▶ [ABOUT THIS EXERCISE]
Beginning with the line that holds "door window in", retype the rest of the listing exactly, last line included.
─── PROVIDED INFORMATION ───
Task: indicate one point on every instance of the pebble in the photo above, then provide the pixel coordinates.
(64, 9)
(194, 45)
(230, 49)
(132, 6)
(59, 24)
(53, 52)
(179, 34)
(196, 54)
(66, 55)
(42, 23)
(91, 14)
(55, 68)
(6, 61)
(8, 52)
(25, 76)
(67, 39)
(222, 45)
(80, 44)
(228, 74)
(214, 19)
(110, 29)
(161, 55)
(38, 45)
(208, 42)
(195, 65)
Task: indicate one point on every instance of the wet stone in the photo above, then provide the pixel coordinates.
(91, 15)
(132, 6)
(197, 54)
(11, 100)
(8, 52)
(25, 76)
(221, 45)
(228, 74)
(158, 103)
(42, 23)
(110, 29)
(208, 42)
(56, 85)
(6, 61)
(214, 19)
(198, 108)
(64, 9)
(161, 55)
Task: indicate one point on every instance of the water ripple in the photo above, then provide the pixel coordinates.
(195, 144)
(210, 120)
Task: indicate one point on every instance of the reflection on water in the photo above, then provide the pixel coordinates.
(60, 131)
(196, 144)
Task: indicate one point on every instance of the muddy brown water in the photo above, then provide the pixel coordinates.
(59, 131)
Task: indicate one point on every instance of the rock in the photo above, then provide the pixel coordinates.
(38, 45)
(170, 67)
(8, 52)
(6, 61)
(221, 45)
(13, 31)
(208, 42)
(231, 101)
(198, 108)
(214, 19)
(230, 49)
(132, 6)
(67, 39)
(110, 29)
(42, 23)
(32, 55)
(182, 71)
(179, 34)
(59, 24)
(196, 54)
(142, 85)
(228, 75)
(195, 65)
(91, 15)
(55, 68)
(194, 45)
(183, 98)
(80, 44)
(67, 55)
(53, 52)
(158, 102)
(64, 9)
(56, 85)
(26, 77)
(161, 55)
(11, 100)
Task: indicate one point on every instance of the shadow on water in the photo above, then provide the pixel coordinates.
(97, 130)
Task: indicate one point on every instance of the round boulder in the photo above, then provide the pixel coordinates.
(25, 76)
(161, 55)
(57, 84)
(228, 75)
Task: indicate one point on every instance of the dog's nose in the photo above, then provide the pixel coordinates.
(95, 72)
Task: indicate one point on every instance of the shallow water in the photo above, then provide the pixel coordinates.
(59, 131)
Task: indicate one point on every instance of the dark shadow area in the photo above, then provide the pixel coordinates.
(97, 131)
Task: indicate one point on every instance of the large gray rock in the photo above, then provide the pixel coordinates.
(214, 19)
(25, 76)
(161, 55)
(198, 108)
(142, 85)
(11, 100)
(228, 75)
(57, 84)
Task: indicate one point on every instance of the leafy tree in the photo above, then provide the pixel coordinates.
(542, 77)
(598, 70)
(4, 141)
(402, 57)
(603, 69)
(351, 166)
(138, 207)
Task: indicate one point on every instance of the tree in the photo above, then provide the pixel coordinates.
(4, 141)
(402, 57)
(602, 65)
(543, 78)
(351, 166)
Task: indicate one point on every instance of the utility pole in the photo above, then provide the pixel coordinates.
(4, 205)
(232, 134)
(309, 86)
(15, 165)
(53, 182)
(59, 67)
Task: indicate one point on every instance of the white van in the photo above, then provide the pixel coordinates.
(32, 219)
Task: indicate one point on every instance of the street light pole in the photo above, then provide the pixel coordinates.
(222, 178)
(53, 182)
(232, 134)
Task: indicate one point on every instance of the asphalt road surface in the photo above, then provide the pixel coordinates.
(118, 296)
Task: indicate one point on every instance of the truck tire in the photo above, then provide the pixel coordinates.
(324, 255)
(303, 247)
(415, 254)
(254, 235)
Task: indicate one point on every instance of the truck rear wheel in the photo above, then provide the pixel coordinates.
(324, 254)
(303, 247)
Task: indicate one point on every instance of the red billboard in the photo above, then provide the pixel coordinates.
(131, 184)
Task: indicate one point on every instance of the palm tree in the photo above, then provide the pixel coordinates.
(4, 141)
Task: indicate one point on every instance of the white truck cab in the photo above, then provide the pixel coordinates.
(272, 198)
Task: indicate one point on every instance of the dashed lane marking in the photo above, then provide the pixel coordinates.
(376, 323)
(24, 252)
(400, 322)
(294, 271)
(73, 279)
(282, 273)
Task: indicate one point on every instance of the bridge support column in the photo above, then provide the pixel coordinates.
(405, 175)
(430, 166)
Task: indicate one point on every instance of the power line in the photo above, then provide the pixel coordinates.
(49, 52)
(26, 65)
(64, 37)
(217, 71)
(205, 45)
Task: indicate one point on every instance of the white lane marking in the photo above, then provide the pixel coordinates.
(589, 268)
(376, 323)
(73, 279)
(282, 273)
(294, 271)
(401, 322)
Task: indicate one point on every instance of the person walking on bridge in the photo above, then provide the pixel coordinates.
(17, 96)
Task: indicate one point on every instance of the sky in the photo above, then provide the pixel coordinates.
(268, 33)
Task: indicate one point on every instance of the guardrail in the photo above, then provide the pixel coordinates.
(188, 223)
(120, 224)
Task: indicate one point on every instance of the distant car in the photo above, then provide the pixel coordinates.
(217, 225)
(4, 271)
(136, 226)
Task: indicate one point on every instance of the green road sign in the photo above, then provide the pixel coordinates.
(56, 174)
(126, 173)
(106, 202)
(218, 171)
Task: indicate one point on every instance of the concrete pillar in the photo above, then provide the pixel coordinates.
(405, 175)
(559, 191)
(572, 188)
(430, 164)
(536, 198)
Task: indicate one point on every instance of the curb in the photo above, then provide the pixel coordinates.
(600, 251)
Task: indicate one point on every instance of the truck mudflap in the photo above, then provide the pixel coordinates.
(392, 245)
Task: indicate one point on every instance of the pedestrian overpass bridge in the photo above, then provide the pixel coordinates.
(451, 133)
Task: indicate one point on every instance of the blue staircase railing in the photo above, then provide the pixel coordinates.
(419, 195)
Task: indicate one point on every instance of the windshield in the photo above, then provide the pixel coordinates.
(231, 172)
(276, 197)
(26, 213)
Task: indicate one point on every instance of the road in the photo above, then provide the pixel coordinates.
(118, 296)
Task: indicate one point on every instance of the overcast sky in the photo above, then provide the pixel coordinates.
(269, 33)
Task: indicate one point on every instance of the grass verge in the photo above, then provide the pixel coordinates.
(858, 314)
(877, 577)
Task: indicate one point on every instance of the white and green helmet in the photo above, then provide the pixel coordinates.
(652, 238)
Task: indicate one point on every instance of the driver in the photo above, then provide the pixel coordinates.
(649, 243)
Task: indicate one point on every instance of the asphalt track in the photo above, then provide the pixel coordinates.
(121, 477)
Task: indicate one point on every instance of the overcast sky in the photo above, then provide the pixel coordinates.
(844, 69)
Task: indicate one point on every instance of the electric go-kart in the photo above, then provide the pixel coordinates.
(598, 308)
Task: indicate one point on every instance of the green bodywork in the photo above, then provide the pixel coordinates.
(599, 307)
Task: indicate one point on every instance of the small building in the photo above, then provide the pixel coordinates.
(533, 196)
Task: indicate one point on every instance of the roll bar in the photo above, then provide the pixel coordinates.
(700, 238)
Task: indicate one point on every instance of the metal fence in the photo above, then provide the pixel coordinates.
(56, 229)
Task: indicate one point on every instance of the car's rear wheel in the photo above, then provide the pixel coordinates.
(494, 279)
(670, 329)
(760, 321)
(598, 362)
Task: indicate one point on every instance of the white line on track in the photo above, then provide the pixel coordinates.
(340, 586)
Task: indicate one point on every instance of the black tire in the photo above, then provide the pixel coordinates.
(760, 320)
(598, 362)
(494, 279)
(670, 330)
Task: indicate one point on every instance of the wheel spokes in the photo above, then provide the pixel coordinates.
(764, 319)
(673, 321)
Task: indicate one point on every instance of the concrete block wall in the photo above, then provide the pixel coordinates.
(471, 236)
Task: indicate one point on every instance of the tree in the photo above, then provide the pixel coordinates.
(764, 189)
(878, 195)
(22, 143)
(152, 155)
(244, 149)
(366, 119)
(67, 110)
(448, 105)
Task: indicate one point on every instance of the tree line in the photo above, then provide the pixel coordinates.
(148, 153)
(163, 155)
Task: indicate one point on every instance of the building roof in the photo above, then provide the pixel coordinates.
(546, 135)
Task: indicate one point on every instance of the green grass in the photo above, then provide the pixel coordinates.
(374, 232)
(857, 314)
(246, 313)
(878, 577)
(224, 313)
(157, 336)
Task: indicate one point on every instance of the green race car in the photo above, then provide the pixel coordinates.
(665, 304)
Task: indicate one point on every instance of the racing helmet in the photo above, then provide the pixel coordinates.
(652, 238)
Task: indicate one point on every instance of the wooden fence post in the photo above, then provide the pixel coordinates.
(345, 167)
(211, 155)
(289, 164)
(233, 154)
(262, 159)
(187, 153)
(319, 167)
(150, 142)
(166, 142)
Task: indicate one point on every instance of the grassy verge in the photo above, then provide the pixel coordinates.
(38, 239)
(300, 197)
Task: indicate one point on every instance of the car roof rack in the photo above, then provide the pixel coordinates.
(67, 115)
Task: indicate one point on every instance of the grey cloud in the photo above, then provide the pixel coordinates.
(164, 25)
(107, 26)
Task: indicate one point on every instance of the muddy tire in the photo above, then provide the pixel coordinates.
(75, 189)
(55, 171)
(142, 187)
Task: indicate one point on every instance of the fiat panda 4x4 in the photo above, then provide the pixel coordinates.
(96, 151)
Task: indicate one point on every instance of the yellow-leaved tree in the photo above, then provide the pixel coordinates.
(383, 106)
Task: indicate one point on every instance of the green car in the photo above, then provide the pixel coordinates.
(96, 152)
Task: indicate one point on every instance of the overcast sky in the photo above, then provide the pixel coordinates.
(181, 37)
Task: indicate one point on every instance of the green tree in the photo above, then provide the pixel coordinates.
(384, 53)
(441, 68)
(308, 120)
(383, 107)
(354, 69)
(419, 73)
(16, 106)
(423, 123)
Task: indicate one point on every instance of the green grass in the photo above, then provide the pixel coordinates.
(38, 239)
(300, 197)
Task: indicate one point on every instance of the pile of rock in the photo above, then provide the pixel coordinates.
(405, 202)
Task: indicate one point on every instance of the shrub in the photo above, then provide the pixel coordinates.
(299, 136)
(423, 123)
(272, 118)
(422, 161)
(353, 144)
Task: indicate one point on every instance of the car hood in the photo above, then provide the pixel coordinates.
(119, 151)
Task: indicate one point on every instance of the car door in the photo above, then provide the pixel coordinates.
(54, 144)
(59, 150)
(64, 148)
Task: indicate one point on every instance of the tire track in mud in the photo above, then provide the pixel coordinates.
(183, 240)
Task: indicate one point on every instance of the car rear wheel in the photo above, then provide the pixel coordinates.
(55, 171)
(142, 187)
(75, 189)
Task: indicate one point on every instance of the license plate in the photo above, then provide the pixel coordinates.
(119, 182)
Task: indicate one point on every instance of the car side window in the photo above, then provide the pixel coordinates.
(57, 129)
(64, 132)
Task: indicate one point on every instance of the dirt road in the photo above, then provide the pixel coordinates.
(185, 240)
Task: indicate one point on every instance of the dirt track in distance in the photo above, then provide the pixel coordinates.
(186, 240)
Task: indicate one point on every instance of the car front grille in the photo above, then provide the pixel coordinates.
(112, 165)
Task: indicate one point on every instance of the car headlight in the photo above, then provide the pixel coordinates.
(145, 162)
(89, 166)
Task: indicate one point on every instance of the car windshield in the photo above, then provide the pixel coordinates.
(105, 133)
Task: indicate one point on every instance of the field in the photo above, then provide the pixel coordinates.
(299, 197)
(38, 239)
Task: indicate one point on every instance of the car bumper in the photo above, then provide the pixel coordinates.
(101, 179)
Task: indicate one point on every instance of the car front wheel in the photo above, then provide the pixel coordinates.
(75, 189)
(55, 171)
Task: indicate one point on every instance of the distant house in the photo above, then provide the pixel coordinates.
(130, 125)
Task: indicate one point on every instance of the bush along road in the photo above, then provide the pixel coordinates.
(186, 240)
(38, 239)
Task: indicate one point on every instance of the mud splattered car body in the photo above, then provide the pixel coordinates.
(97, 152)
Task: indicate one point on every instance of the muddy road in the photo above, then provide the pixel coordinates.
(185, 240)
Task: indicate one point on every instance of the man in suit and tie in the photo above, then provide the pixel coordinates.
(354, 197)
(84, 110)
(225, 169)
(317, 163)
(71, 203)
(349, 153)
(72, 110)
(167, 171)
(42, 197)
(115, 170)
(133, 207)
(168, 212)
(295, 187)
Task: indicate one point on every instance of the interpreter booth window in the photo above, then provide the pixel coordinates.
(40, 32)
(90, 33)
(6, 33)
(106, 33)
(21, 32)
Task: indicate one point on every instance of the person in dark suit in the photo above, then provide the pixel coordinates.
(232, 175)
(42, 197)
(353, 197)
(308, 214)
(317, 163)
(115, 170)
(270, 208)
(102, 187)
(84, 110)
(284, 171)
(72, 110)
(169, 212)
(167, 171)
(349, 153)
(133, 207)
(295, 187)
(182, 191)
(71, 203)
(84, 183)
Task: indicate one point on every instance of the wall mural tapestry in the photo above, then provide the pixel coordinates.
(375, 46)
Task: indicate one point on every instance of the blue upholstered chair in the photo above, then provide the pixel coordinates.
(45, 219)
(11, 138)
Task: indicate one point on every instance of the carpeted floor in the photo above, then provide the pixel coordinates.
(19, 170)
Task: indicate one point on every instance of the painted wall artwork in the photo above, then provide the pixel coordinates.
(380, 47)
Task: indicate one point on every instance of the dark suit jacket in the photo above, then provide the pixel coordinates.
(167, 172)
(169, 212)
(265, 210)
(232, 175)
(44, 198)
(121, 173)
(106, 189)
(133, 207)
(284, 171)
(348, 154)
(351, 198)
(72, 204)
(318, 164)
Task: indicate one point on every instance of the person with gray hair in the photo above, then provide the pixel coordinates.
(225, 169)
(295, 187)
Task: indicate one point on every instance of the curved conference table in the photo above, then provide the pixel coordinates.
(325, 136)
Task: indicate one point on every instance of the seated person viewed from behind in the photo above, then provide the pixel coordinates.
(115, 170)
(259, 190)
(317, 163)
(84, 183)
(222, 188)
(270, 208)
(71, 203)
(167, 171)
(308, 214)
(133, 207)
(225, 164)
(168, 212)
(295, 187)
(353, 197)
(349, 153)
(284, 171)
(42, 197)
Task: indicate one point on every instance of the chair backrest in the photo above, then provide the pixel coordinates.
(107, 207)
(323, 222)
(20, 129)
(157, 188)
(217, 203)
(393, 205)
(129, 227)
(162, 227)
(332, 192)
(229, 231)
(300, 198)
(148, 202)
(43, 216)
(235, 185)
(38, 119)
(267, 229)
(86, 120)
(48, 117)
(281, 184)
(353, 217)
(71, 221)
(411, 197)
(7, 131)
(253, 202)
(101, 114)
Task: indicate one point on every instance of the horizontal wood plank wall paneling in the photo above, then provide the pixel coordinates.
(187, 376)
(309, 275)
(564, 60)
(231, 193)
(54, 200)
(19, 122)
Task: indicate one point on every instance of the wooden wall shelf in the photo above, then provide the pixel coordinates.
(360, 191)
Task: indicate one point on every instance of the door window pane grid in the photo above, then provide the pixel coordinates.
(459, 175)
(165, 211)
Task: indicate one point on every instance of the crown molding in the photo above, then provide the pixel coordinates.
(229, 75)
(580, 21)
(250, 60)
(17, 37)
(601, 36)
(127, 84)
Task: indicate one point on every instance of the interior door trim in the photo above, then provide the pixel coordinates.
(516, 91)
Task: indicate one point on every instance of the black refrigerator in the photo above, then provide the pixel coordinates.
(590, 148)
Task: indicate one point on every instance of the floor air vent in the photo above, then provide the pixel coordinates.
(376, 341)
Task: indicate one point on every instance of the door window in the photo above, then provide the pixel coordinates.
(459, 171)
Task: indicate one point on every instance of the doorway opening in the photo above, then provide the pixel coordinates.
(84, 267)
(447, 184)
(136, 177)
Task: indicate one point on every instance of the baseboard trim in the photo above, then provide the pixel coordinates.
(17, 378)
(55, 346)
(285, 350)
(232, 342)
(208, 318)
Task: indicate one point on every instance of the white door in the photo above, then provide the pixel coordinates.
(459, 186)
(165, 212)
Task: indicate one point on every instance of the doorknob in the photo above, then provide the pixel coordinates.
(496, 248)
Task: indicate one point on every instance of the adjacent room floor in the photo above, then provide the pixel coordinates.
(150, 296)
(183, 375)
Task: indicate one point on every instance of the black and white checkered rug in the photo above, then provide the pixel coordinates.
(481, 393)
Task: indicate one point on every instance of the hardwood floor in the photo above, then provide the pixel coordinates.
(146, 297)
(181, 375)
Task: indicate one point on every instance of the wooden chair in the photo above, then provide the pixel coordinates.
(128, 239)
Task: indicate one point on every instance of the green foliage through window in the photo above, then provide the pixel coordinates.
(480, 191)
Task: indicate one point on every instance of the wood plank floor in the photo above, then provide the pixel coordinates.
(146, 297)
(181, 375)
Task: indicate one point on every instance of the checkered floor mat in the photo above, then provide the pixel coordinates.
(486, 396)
───
▶ [ANSWER TO THIS TASK]
Task: indicate one point on every instance of the door window in the photo above, then provide the pixel coordinates.
(459, 171)
Task: indicate one point on every instance of the doorway opening in the photo above, then provide the pixel coordinates.
(84, 267)
(447, 184)
(136, 177)
Task: indicate one point on every instance of the baseboard trim in the photo above, then provide the pixel coordinates.
(17, 378)
(55, 346)
(285, 350)
(232, 342)
(208, 318)
Task: indicate one point on every instance of the white door in the photo above, then provide the pixel coordinates.
(459, 186)
(165, 212)
Task: indicate one point on every instance of the doorknob in the photo above, then provide the pixel coordinates.
(496, 248)
Task: indicate one point on every instance of the adjacent room floor in the photo above, then provide the pixel coordinates.
(150, 296)
(183, 375)
Task: indicate one point on every instance of the black and white checkered rug in the photo above, then provide the pixel coordinates.
(481, 393)
Task: indicate one point on every instance of the hardwood floor in the photo above, then provide the pixel coordinates.
(146, 297)
(181, 375)
Task: indicate one point on every instance of the wooden chair in the photo above, then provide the pixel coordinates.
(128, 239)
Task: indicate one point on every instance of the green foliage through window in the photo above, then provide the pixel coordinates.
(480, 191)
Task: indicate one point on every instance of the wood plank floor in the photo above, then provide the pixel coordinates.
(146, 297)
(181, 375)
Task: indicate one point on every instance of the checkered floor mat in the photo above, then provide the pixel coordinates.
(486, 396)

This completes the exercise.